Butir Tindakan: Sambung berita tentang sidang uji materi UU Pilkada di Mahkamah Konstitusi, dimulai tepat setelah kalimat terakhirnya.

Kutipan Dokumen:
=-=-=-=-=

Uji Materil Pasal 7 ayat (2) huruf o Undang-Undang no. 10 Tahun 2016 Tentang Pemilihan Gubernur, Bupati/Wali Kota (UU PILKADA)

Jakarta – Firman H Simanjuntak kuasa Hukum pemohon mengikuti sidang perbaikan permohonan pengujian Undang-Undang tentang Syarat Calon Kepala Daerah, Senin (29 Juli 2024) di Ruang Sidang MK, Ruang Sidang Pleno Lantai 2 Gedung Mahkamah Konstitusi. Sidang ini dipimpin Wakil Ketua MK Saldi Isra didampingi Hakim Konstitusi Arsul Sani dan Hakim Konstitusi Anwar Usman. Majelis Hakim Panel mengesahkan alat bukti yang disampaikan para Pemohon.

=-=-=-=-=

Informasi Tersedia:
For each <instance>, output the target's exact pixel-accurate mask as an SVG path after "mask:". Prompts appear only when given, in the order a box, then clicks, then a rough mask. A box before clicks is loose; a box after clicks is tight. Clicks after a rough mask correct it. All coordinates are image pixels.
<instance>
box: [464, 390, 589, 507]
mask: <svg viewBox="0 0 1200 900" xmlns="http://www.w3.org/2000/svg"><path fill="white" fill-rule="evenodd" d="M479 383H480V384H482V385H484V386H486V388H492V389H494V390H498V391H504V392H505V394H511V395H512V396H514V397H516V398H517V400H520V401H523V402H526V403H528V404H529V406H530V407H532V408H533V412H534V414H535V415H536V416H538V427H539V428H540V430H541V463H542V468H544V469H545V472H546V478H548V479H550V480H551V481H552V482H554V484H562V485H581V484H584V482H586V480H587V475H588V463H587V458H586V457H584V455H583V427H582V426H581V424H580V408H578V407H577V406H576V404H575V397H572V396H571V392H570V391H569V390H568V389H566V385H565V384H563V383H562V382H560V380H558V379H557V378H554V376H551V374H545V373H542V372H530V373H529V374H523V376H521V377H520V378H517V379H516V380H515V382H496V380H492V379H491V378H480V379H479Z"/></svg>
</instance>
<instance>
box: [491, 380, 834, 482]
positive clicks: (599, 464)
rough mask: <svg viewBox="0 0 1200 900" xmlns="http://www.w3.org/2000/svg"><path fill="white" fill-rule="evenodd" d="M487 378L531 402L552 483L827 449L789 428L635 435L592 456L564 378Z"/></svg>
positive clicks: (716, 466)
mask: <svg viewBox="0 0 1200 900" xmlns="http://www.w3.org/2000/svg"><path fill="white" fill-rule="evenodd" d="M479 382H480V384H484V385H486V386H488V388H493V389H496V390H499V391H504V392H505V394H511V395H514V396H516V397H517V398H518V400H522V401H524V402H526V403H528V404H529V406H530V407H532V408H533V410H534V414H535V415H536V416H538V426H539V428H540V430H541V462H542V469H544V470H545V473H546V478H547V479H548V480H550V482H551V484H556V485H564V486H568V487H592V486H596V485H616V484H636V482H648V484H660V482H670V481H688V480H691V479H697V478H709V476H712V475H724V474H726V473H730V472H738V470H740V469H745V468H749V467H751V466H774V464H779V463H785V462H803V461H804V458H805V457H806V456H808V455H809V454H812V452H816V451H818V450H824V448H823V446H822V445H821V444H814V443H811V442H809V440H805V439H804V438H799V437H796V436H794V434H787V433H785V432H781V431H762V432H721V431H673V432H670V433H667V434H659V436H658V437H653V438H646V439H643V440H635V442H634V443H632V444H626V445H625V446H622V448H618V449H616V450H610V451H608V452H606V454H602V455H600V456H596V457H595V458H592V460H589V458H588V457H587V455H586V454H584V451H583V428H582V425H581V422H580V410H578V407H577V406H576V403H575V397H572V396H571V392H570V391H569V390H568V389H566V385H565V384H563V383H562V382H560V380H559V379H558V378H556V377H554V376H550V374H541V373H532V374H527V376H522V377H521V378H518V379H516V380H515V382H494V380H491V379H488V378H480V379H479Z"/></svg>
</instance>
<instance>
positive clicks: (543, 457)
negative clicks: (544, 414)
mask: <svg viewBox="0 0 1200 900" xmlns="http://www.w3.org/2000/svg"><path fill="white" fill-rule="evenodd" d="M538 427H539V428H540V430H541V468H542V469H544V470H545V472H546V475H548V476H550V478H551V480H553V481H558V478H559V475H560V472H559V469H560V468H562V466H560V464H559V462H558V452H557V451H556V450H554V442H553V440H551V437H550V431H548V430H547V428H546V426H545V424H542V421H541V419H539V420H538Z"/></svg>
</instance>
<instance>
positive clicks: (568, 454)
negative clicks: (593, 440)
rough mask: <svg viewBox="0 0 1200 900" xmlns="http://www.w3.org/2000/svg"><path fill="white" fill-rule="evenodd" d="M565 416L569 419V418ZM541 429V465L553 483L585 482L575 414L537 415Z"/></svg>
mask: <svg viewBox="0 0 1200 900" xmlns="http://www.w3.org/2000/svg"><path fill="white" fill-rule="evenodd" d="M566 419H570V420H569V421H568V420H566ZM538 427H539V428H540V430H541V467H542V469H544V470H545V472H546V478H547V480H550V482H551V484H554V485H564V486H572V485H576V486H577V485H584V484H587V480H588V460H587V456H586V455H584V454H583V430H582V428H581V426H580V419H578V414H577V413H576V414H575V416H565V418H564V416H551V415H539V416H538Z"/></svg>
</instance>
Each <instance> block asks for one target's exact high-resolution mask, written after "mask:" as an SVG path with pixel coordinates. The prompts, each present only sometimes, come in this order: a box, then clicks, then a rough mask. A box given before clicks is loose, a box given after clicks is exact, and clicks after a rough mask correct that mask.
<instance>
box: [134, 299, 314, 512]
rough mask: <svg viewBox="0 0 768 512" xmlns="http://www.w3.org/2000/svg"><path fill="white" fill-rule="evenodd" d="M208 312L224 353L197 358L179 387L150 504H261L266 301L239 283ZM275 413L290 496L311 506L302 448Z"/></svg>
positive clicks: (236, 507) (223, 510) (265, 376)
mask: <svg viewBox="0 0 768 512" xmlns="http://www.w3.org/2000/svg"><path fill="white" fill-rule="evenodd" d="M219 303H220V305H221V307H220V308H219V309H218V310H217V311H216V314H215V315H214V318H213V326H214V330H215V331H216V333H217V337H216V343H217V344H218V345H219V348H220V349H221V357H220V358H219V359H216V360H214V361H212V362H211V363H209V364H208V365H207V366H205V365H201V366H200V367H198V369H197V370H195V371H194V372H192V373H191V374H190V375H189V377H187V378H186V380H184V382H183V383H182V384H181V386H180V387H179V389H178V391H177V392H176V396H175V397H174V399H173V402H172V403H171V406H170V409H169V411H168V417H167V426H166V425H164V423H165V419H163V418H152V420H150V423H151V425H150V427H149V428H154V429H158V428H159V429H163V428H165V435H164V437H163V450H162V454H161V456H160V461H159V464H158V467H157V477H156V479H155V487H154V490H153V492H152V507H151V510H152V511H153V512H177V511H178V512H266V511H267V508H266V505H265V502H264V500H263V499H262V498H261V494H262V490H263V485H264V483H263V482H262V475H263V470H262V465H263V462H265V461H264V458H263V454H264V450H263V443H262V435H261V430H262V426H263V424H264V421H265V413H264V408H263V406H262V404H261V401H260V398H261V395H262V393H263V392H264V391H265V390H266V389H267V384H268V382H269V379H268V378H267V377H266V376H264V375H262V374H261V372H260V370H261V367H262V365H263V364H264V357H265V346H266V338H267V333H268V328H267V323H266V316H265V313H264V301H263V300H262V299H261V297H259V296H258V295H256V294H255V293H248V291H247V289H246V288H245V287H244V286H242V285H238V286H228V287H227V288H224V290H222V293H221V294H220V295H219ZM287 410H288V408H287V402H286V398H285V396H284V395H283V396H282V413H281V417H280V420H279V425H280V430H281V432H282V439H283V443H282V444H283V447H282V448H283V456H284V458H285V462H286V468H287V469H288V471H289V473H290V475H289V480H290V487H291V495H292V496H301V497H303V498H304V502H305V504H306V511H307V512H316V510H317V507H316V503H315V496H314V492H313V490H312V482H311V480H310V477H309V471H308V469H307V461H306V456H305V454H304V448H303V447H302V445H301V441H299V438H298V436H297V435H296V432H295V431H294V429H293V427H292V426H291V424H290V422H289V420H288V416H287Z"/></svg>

=-=-=-=-=

Jawaban Latihan:
Firman Hasurungan Simanjuntak, S.H. selaku Tim Kuasa Hukum Pemohon menjelaskan bahwa kami sudah melakukan Uji Materil Pasal 7 ayat (2) huruf o Undang-Undang no. 10 Tahun 2016 Tentang Pemilihan Gubernur, Bupati/Wali Kota (UU PILKADA). Di mana di Pasal di ketentuan huruf o bahwa yang kepala daerah tidak bisa menjadi atau mencalonkan diri untuk periode berikutnya sebagai Wakil Kepala Daerah. Klien kami ini ingin menjadi Kepala Daerah. Suatu saat dia ingin menjadi Kepala Daerah dan dia ingin menggandeng wakilnya dari mantan Kepala Daerah yang pernah menjabat satu periode sebelumnya. Tetapi ini terganjal dengan adanya ketentuan di Pasal 7, Ayat 2, huruf o tersebut. Di mana Pasal tersebut mengatakan Gubernur, Bupati, Walikota tidak bisa menjadi calon Wakil Gubernur atau Bupati, Walikota untuk priode selanjutnya. Ini namanya diskriminasi. Pasal tersebut tidak ada urgensinya. Itu untuk menjaga maruah Kepala Daerah supaya dia masih memiliki kuasa dan memiliki pengaruh terhadap kebijakan-kebijakan pemerintah sebelumnya. Itu tidak ada.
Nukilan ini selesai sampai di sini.